Work to complete »
Report every line in the listing that contains the string "below".
__________
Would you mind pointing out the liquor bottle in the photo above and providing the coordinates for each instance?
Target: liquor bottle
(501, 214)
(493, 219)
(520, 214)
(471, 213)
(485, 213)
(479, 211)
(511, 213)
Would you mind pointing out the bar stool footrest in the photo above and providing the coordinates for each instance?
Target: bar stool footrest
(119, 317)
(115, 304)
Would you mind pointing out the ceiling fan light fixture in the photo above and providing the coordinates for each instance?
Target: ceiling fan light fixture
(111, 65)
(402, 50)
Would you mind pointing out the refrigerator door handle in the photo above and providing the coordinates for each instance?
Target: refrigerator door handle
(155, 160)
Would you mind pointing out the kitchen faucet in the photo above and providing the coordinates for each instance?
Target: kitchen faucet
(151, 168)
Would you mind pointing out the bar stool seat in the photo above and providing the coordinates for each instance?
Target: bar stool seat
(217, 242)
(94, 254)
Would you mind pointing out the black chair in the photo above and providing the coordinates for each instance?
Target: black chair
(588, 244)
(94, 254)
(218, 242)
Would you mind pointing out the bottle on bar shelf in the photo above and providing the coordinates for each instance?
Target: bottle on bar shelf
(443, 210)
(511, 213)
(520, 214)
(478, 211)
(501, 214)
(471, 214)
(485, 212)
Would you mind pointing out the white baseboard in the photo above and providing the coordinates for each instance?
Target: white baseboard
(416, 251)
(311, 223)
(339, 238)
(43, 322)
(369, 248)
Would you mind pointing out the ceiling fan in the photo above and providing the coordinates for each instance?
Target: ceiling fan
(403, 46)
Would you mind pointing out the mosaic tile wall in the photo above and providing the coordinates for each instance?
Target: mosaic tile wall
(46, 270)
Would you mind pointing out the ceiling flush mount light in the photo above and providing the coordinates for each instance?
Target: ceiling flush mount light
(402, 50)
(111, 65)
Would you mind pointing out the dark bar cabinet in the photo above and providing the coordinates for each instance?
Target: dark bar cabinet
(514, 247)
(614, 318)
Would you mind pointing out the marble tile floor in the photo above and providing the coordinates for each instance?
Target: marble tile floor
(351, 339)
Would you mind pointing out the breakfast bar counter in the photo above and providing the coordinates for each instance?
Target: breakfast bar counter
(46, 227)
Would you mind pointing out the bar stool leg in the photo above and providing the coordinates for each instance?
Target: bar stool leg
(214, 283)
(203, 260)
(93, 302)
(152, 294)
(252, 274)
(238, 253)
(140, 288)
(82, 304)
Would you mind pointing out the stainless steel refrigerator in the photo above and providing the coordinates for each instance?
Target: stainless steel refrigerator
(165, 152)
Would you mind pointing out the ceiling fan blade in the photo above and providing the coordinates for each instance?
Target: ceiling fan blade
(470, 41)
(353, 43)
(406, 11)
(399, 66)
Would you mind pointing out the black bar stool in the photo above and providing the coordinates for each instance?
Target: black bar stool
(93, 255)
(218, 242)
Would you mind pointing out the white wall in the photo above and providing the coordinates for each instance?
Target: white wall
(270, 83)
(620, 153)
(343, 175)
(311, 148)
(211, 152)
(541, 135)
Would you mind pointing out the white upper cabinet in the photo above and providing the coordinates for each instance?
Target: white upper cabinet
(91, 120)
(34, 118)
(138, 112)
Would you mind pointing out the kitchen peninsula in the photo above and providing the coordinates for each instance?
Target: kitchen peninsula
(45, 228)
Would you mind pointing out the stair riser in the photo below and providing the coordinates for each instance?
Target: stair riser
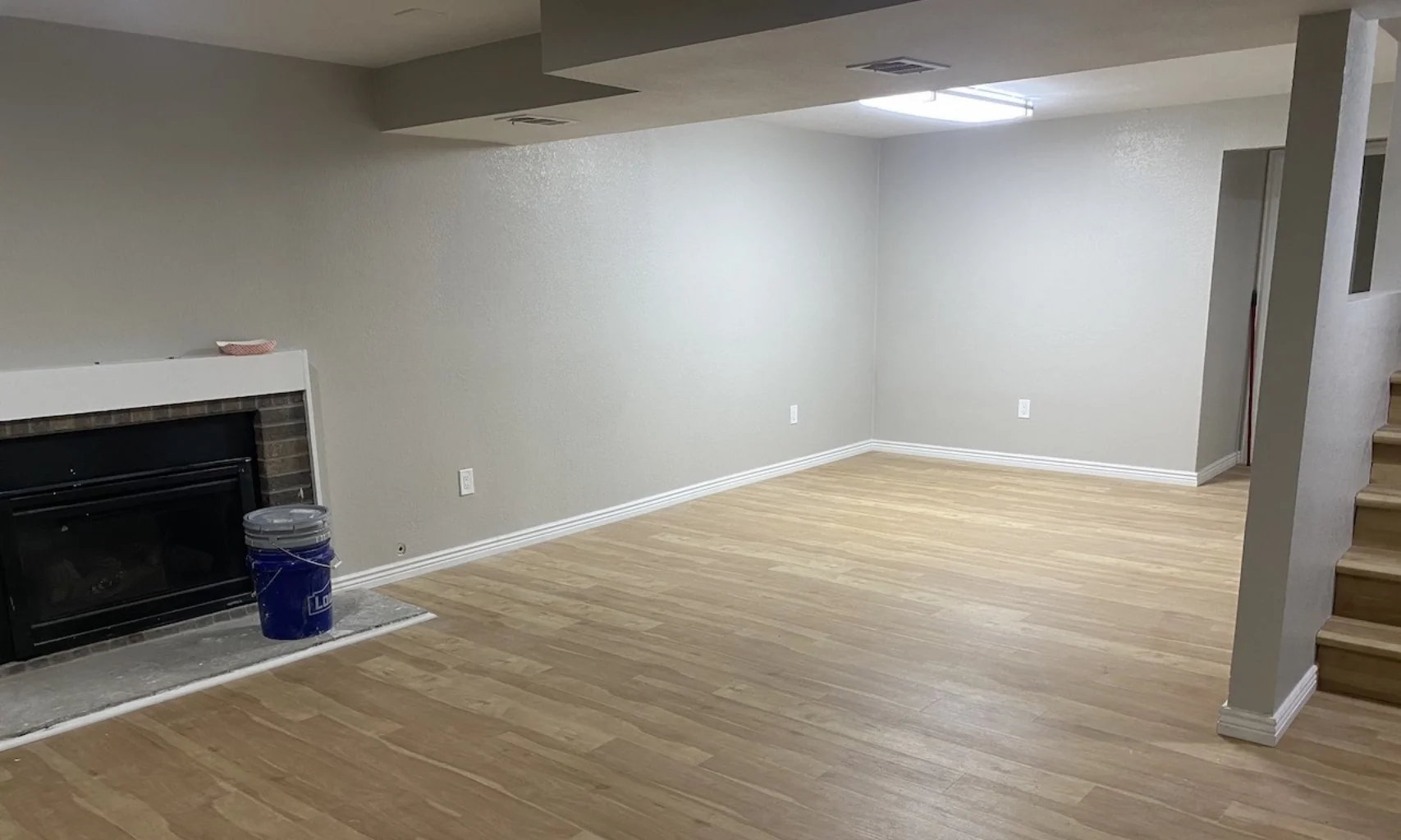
(1359, 675)
(1386, 465)
(1367, 600)
(1377, 528)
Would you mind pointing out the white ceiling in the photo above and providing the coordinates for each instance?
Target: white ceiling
(364, 33)
(1156, 84)
(1058, 45)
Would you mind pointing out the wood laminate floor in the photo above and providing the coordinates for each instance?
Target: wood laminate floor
(879, 649)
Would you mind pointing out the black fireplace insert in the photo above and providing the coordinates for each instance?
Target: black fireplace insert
(107, 532)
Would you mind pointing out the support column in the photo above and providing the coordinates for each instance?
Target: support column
(1316, 415)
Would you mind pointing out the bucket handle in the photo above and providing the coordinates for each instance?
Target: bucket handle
(273, 578)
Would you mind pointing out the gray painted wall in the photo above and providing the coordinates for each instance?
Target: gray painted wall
(1324, 377)
(1234, 265)
(1068, 262)
(583, 322)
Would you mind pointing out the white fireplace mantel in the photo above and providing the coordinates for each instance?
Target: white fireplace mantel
(83, 390)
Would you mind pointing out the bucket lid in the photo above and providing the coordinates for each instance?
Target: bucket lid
(287, 525)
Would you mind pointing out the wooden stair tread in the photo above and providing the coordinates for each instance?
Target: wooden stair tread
(1372, 563)
(1380, 496)
(1363, 637)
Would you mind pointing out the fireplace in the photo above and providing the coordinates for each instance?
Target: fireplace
(115, 523)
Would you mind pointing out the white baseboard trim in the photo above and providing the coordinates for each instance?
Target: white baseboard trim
(208, 683)
(1211, 471)
(1268, 730)
(1068, 465)
(530, 536)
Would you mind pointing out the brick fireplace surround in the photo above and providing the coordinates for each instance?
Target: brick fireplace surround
(281, 429)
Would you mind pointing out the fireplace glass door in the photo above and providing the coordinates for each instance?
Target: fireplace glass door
(111, 556)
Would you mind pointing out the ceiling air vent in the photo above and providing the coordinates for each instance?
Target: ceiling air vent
(901, 66)
(533, 119)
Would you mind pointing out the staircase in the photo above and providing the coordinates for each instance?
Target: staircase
(1359, 649)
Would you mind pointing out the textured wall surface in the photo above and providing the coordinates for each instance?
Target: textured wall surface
(583, 322)
(1068, 262)
(1324, 378)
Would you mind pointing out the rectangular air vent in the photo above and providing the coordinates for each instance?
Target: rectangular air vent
(531, 119)
(900, 66)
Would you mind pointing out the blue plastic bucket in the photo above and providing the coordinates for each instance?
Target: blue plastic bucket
(291, 558)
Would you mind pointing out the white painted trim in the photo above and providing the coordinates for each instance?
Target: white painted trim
(208, 683)
(83, 390)
(415, 566)
(1268, 730)
(1085, 468)
(1211, 471)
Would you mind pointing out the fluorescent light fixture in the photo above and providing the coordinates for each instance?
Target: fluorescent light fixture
(965, 105)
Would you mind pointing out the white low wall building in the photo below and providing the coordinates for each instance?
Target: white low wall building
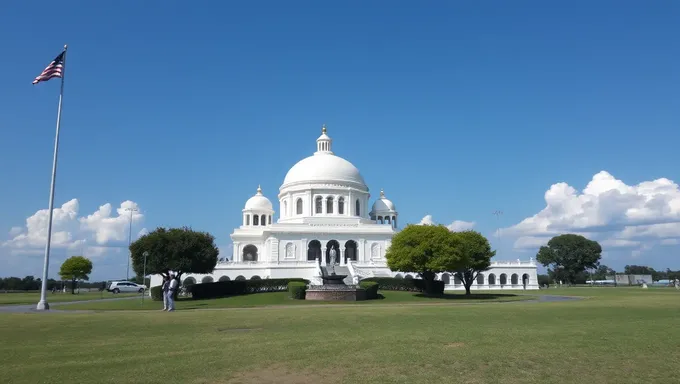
(325, 218)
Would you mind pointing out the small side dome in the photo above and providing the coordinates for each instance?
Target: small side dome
(383, 205)
(259, 202)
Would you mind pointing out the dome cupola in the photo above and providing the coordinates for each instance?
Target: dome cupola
(384, 211)
(258, 210)
(324, 167)
(323, 143)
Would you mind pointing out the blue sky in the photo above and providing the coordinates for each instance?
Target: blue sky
(456, 110)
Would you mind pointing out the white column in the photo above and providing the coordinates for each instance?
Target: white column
(303, 251)
(349, 204)
(323, 253)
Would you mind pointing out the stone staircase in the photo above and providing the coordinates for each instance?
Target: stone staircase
(339, 270)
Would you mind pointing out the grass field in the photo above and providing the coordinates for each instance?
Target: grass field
(282, 298)
(617, 335)
(34, 297)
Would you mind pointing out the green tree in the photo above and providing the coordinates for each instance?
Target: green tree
(426, 250)
(476, 254)
(602, 272)
(75, 268)
(569, 255)
(181, 250)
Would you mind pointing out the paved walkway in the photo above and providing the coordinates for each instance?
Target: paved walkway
(29, 308)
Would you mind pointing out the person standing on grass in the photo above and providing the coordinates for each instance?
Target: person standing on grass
(172, 288)
(164, 291)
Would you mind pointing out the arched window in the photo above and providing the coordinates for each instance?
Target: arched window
(446, 278)
(318, 207)
(329, 204)
(249, 253)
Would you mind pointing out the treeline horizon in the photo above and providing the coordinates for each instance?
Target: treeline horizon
(32, 283)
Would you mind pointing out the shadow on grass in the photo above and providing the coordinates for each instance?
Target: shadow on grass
(474, 296)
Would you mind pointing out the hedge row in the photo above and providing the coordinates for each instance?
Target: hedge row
(411, 285)
(239, 287)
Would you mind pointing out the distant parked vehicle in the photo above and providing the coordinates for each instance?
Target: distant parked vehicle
(125, 286)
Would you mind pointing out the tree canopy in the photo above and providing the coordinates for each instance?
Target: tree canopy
(181, 250)
(476, 255)
(75, 268)
(568, 255)
(426, 250)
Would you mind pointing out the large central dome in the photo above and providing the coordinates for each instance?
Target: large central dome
(324, 166)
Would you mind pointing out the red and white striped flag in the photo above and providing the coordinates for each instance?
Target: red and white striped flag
(55, 69)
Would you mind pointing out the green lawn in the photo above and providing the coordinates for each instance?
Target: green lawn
(617, 335)
(34, 297)
(282, 298)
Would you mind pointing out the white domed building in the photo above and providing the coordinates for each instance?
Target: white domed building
(324, 204)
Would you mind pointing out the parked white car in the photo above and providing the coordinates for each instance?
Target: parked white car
(125, 286)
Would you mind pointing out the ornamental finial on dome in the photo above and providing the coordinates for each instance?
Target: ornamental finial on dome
(323, 143)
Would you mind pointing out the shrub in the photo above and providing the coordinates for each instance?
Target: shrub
(371, 288)
(410, 285)
(297, 290)
(239, 287)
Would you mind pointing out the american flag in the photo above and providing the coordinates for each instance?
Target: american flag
(55, 69)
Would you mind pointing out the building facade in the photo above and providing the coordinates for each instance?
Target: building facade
(324, 205)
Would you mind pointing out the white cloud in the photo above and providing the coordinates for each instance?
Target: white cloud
(91, 235)
(455, 226)
(670, 242)
(608, 210)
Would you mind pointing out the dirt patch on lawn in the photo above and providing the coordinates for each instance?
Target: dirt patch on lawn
(279, 373)
(238, 329)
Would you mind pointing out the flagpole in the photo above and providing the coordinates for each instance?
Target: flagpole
(42, 304)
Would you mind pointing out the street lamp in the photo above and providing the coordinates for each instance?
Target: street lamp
(145, 254)
(498, 217)
(127, 271)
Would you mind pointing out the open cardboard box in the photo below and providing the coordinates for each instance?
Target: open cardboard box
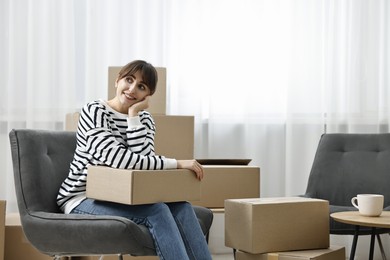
(223, 182)
(142, 186)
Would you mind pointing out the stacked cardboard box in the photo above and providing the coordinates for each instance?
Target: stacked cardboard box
(263, 226)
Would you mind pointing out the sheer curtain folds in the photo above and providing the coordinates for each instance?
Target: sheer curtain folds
(264, 78)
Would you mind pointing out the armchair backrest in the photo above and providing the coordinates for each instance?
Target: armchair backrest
(349, 164)
(41, 161)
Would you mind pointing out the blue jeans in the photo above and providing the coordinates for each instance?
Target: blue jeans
(173, 226)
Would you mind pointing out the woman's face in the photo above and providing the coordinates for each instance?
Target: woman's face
(131, 89)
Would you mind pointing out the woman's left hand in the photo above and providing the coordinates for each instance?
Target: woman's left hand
(191, 165)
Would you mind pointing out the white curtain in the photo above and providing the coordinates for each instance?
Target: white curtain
(264, 78)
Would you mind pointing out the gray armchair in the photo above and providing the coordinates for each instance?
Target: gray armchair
(346, 165)
(40, 161)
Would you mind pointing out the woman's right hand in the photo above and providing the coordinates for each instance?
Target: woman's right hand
(192, 165)
(141, 105)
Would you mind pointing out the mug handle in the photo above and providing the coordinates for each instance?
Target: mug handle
(353, 201)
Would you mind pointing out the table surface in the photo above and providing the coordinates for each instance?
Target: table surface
(354, 218)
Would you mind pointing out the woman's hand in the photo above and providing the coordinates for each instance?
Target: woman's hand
(141, 105)
(191, 165)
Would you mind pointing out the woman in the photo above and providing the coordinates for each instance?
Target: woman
(119, 133)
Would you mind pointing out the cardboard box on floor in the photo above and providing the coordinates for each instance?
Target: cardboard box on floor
(331, 253)
(174, 134)
(158, 102)
(276, 224)
(16, 244)
(142, 186)
(223, 182)
(2, 228)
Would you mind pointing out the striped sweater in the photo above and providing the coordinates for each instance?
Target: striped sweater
(109, 138)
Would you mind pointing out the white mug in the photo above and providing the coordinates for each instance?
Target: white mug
(368, 204)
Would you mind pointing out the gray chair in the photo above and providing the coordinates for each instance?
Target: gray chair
(41, 161)
(346, 165)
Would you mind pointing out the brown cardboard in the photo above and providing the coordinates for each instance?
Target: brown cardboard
(276, 224)
(158, 102)
(228, 182)
(2, 228)
(141, 186)
(17, 246)
(174, 134)
(331, 253)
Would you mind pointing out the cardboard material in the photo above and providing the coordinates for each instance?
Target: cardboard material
(331, 253)
(276, 224)
(158, 102)
(17, 246)
(223, 182)
(2, 228)
(174, 134)
(140, 186)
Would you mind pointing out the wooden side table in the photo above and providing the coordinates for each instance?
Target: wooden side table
(354, 218)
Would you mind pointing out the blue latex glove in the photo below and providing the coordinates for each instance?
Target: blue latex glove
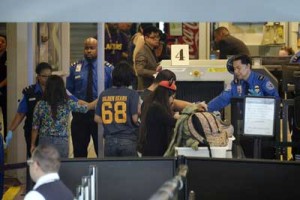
(8, 138)
(253, 93)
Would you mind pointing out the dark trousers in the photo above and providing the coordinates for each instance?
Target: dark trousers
(27, 135)
(3, 105)
(83, 127)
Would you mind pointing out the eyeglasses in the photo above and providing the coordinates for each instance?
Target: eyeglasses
(30, 162)
(44, 76)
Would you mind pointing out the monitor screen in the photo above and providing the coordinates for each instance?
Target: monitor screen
(259, 116)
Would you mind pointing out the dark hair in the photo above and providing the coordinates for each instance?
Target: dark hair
(41, 67)
(289, 50)
(4, 36)
(222, 30)
(165, 75)
(55, 93)
(47, 157)
(150, 29)
(122, 74)
(244, 59)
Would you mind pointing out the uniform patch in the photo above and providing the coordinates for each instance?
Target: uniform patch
(257, 89)
(270, 85)
(261, 77)
(228, 87)
(78, 67)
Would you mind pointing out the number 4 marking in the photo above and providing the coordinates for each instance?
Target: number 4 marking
(180, 55)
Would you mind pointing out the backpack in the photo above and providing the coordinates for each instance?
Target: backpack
(195, 128)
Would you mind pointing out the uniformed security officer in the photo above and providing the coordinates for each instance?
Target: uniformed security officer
(246, 82)
(295, 58)
(31, 95)
(82, 83)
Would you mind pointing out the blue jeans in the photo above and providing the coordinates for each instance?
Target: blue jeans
(119, 147)
(61, 143)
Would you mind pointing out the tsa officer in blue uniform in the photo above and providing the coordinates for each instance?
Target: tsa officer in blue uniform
(82, 83)
(246, 82)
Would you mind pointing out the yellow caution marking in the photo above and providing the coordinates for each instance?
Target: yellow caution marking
(11, 193)
(216, 70)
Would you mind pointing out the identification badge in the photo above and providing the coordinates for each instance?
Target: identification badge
(239, 90)
(78, 67)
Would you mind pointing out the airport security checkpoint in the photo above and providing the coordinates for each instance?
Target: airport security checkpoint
(256, 150)
(201, 81)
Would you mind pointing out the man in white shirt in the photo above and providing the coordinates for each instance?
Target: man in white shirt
(44, 166)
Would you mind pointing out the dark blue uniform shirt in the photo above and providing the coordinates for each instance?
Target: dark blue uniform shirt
(256, 85)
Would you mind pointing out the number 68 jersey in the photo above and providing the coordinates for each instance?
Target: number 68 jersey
(116, 106)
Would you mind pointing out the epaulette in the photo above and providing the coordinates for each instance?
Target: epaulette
(107, 64)
(261, 77)
(77, 62)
__________
Result »
Would you mind pointing out the stair riser in the photo below and providing the coordinates for each instance?
Would you mind pointing out the white low wall building in the photo below and providing the coordinates for each instance?
Would you mind pointing out the open cardboard box in the photo below and providing the coordinates for each instance?
Would you mind pointing out the blue latex glove in the photo below and providing the coordinates for each instance?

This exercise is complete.